## Цель упражнения
Пожалуйста, ответьте по тексту ниже: что из «старого мира» можно оставить в раю?

## Исходный текст
>>>

Отметим, что хотя герои нашего рассказа живут в материальном мире, вся культура человечества (за исключением «культуры потребительства») из него полностью изъята: ни литературы, ни изобразительного искусства, ни музыки более не существует. Исчезли в небытие Фидий и Веласкес, Платон и Спиноза, Шекспир и Достоевский, Бах и Рахманинов. Есть только картины, написанные в Вефиле (теперь перенесшемся на небо), музыка, сочиненная там же, и псевдоголливудская кинопродукция того же происхождения. Растительному существованию сытых рабов не должно мешать ничто, провоцирующее несанкционированные мысли и непредписанные чувства: все это препятствует здоровому пищеварению. Из «старого мира» в раю можно оставить только поваренную книгу.

Воскресение мертвых (отметим, только «свидетелей Иеговы») происходит не в один день, а постепенно, по спущенному сверху плану. О волнительном свидании с родственниками жителей рая на земле обычно предупреждают за несколько дней. Воскрешают (а точнее, воссоздают) покойных братьев и сестер сами иеговисты в специально выстроенных для этой цели центрах — мрамор, хрусталь и позолота. Назначенный сверху служитель произносит заклинание, которое приводит в действие потусторонний механизм, — и вот, из ничего в хрустальном гробу возникает из небытия давно скончавшийся сектант.

Мы вошли в святыню. Там было мягкое освещение. Еще более захватывающие картины золотым орнаментом. На нем возвышалась кровать, сделанная из необычного материала, — покрытая частично непрозрачным стеклянным колпаком.

Брат Рэнч произнес молитву, которую слышали все присутствующие в приемной.

Как только он произнес «аминь», мы услышали как бы звук ветра. Затем перед нашими широко открытыми глазами под стеклом она начала материализоваться. Вскоре мы увидели женскую фигуру. Я посмотрел на ее лицо, и вот — это она с закрытыми глазами. У нее волосы до плеч. Я не помню, чтобы у нее были волосы до плеч, но именно такими они были на ее школьных фотографиях. Это, конечно, была она, но я едва ли помню ее такой молодой. Конечно, когда она так выглядела последний раз, меня еще не было. Мое сердце ёкнуло. Я наклонился, чтобы рассмотреть каждую черту ее лица, когда она вдруг раскрыла глаза. Я слегка отпрянул. Она посмотрела мне прямо в глаза и ее лицо озарилось улыбкой. И тут стеклянный колпак открылся и сестра дала ей симпатичную рубашку. Она спросила: «Где я?» Мы ответили: «Привет, мама. Это очень длинная история, но с тобой все в порядке, мы все здесь, чтобы встретиться с тобой. Мы тебя ждали»[157].

<<<

## Фрагмент данных
>>>

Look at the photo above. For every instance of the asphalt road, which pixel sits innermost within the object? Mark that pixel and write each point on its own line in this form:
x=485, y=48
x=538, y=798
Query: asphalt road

<<<

## Решение ниже
Только поваренную книгу.